- **Task directions**:
From the line containing "point: metal guardrail" to the last line below, retype everything word for word.

+--

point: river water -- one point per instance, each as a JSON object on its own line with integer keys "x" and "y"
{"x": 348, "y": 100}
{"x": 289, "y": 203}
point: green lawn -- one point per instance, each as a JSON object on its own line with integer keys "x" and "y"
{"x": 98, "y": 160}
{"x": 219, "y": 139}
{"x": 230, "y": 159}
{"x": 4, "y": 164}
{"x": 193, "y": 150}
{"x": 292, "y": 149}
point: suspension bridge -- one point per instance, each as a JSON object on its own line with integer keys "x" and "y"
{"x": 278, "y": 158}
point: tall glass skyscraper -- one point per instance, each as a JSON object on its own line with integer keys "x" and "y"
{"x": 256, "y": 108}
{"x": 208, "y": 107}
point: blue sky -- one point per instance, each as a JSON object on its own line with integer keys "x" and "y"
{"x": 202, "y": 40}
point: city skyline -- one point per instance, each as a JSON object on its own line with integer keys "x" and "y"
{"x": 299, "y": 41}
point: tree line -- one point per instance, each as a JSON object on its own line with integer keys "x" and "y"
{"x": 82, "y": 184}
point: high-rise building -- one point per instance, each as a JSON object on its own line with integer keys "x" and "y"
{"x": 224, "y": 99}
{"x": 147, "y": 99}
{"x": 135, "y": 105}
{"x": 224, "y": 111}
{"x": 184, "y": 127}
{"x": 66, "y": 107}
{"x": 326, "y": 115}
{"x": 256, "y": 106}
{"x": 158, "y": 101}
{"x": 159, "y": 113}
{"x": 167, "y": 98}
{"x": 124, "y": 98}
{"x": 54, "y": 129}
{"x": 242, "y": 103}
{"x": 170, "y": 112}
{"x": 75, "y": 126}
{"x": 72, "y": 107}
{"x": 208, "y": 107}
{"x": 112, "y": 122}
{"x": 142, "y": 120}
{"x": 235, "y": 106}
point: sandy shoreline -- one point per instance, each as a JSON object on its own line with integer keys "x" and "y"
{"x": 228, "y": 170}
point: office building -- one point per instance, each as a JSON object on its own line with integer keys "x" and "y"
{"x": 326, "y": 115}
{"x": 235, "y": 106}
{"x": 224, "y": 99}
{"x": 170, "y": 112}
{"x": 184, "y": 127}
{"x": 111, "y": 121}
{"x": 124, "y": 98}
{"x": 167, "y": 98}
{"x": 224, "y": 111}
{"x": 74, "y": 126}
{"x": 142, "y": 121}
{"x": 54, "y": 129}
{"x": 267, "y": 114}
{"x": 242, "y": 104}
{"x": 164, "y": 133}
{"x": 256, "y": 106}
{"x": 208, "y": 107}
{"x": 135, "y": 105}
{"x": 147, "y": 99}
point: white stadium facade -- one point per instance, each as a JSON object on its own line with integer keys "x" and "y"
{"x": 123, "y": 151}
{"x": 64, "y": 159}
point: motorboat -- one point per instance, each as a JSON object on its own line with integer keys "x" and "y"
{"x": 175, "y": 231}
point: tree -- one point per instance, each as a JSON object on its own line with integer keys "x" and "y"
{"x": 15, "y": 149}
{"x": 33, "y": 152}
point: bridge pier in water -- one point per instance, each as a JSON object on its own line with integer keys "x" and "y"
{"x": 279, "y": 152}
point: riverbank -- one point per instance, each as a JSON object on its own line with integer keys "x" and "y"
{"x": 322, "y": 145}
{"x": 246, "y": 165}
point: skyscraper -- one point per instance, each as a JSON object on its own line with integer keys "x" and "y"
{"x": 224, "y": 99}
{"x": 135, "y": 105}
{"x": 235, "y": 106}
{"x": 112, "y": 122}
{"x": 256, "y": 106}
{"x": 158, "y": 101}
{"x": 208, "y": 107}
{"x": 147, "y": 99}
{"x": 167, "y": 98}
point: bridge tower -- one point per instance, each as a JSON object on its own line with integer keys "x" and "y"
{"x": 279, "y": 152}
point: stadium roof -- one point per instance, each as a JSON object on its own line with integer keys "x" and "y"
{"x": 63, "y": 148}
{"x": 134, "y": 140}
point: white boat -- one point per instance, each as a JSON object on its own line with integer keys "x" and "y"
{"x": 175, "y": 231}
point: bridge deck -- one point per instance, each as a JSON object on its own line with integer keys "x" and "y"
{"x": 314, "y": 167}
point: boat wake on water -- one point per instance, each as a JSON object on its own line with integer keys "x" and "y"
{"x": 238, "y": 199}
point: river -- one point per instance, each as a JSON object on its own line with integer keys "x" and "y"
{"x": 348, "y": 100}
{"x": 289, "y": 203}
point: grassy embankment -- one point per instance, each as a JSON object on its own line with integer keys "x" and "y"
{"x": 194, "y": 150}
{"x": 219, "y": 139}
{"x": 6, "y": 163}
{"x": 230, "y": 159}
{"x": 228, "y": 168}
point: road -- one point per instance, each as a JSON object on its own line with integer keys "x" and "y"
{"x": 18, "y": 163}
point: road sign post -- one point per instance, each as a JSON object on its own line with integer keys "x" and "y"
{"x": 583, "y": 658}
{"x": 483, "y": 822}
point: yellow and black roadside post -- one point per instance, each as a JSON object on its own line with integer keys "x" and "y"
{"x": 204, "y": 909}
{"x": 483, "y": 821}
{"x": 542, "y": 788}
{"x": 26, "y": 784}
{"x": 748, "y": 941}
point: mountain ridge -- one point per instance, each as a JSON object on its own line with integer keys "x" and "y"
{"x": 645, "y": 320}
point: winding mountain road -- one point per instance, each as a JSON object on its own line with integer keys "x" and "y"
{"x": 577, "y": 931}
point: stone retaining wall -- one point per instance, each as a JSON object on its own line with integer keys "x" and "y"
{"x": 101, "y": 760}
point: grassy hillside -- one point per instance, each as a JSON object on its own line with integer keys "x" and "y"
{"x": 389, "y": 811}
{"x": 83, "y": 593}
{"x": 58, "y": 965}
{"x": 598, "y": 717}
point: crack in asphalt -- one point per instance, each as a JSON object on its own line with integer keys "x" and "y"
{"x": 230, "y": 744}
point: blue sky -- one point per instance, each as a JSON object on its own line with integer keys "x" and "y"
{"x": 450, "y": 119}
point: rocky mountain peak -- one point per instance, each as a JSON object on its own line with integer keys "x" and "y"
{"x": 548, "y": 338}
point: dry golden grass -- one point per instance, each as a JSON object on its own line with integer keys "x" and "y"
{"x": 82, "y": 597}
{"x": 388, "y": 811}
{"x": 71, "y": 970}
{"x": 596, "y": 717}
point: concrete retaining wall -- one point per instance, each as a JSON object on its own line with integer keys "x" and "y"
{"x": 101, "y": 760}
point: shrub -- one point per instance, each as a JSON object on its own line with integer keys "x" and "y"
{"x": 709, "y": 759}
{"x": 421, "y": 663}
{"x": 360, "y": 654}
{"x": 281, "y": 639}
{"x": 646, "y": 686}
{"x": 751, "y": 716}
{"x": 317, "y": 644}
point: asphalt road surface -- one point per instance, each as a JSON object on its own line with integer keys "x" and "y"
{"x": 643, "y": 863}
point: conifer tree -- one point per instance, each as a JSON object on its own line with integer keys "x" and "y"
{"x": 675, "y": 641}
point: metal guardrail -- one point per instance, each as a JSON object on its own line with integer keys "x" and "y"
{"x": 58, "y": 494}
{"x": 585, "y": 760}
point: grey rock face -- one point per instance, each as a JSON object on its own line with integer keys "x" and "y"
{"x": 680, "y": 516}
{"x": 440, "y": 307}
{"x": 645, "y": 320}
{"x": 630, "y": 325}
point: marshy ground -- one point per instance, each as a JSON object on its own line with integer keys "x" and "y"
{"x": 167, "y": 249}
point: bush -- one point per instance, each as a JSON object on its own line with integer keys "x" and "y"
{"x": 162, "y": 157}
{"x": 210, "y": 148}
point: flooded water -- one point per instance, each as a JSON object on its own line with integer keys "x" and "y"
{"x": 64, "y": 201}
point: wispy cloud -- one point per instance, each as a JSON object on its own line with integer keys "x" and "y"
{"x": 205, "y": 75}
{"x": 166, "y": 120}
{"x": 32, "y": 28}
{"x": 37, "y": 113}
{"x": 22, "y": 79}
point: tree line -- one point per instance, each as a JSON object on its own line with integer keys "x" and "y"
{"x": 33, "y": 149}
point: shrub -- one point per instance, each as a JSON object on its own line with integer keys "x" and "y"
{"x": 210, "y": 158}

+--

- **Response**:
point: metal guardrail -- one point per instance, each as a JSON object on its own line with integer keys "x" and "y"
{"x": 58, "y": 494}
{"x": 585, "y": 760}
point: grey rock face -- one point per instance, each as a JSON object on its own line with integer keys "x" and "y"
{"x": 680, "y": 516}
{"x": 440, "y": 307}
{"x": 645, "y": 320}
{"x": 630, "y": 325}
point: marshy ground -- one point per instance, each as a JSON object on its own line with integer keys "x" and "y"
{"x": 167, "y": 249}
point: bush -- one point per instance, each as a JSON object on its own line with integer keys "x" and "y"
{"x": 162, "y": 157}
{"x": 210, "y": 148}
point: flooded water -- one point per instance, each as a JSON object on its own line with integer keys "x" and "y"
{"x": 64, "y": 201}
point: wispy cloud -- one point per instance, each as a JSON object on its own line with integer keys "x" and "y"
{"x": 205, "y": 75}
{"x": 166, "y": 120}
{"x": 32, "y": 28}
{"x": 37, "y": 113}
{"x": 22, "y": 79}
point: tree line -- one point per instance, each as a JSON object on its own line with integer keys "x" and "y"
{"x": 33, "y": 149}
point: shrub -- one point per instance, each as a JSON object on its own line with integer keys "x" and "y"
{"x": 210, "y": 158}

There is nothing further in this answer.